Document excerpt:
——————

Gwayi-Shangani Dam in Zimbabwe: Debunking Colonial Legacy of Barrenness
02 APR, 2021 - 00:04
Elliot Ziwira Senior Writer for the Herald
Collective memory is alive to the colonial legacy of displacement of the indigenous people from their fertile ancestral soils to arid and barren areas, like Gwayi and Shangani, derogatorily called Reserves and Tribal Trust Lands.
The Land Apportionment Act of 1931, amended 60 times to divide land ownership between blacks and whites, allocated white settlers more than 80 percent of the land, despite being in the minority (five percent), leaving blacks with only 20 percent even though they were in the majority.
As history recalls, Gwayi and Shangani are synonymous with aridity, deprivation and colonial subjugation.
Collective memory articulates the extent to which Africans lost, and how in less than six years of settler occupation the Ndebele lost more than 21 million hectares of land, and were confined to hot, dry and tsetse-fly ridden reserves, unsuitable for human habitation.

——————

Stored data:

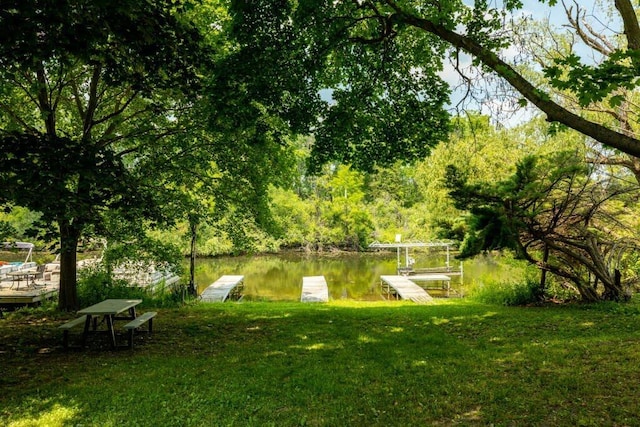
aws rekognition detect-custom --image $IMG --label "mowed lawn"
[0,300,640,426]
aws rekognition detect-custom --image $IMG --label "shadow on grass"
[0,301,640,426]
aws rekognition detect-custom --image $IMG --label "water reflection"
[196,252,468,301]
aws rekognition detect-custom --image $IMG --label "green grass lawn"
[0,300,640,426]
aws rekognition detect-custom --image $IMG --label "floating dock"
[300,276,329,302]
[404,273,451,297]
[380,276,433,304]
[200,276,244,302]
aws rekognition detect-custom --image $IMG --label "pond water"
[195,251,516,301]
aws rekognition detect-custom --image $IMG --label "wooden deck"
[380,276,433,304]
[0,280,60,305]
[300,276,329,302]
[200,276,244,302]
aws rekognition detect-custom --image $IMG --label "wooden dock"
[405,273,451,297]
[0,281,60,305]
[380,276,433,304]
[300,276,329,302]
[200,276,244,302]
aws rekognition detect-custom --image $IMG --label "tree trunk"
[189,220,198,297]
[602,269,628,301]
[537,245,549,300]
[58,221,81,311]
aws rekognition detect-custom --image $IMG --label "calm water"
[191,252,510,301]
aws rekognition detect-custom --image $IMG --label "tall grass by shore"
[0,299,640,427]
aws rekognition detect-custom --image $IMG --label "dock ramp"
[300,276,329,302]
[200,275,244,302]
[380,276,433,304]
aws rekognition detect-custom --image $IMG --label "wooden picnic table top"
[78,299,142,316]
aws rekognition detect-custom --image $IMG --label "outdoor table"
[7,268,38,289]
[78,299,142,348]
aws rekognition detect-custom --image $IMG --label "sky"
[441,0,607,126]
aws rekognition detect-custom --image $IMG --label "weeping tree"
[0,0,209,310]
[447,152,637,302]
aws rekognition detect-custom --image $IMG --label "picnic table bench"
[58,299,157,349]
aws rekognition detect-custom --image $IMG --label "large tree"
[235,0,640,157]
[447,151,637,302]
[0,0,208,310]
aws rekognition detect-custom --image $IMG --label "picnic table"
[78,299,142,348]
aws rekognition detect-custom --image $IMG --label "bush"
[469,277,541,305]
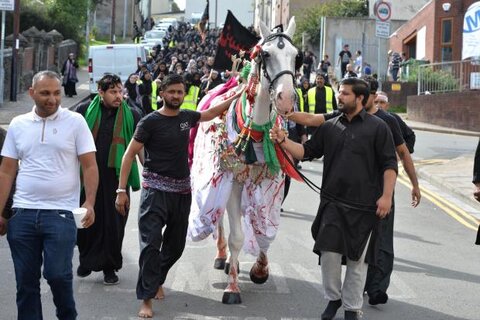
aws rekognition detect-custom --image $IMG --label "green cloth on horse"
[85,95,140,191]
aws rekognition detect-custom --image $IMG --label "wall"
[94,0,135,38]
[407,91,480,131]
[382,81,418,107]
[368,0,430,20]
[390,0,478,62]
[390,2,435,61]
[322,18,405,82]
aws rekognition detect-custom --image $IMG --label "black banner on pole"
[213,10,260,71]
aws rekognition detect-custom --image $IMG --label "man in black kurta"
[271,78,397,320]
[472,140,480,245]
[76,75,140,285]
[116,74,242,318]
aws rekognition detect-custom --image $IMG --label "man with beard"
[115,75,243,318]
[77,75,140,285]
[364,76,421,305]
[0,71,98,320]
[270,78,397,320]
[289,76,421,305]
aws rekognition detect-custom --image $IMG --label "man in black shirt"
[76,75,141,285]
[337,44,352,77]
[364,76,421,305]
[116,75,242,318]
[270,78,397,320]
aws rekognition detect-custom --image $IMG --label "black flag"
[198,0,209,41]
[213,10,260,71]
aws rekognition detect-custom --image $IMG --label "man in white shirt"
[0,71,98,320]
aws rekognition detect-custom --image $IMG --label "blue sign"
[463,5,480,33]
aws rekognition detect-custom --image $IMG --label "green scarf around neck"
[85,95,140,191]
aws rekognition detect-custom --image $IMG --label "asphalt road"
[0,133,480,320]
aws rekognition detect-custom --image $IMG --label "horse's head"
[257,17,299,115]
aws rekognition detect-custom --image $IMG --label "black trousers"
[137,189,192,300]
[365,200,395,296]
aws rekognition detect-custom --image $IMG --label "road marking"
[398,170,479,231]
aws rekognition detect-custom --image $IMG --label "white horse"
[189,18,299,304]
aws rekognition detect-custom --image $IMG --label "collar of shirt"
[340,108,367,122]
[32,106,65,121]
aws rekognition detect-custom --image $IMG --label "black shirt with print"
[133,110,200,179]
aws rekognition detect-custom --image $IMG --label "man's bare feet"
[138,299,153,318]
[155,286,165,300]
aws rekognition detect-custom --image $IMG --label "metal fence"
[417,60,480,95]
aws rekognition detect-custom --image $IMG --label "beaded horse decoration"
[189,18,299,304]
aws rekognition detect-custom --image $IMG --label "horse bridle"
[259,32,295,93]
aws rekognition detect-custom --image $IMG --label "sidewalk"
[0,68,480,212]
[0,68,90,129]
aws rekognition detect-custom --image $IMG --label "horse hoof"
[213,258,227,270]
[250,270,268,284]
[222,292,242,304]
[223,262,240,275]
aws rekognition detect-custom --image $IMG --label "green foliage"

——————

Task prompt: Rewrite everything in the Gwayi-Shangani Dam article from "Collective memory articulates" down to "for human habitation.", replacing "tsetse-fly ridden" with "tsetse-infested".

Finished task:
Collective memory articulates the extent to which Africans lost, and how in less than six years of settler occupation the Ndebele lost more than 21 million hectares of land, and were confined to hot, dry and tsetse-infested reserves, unsuitable for human habitation.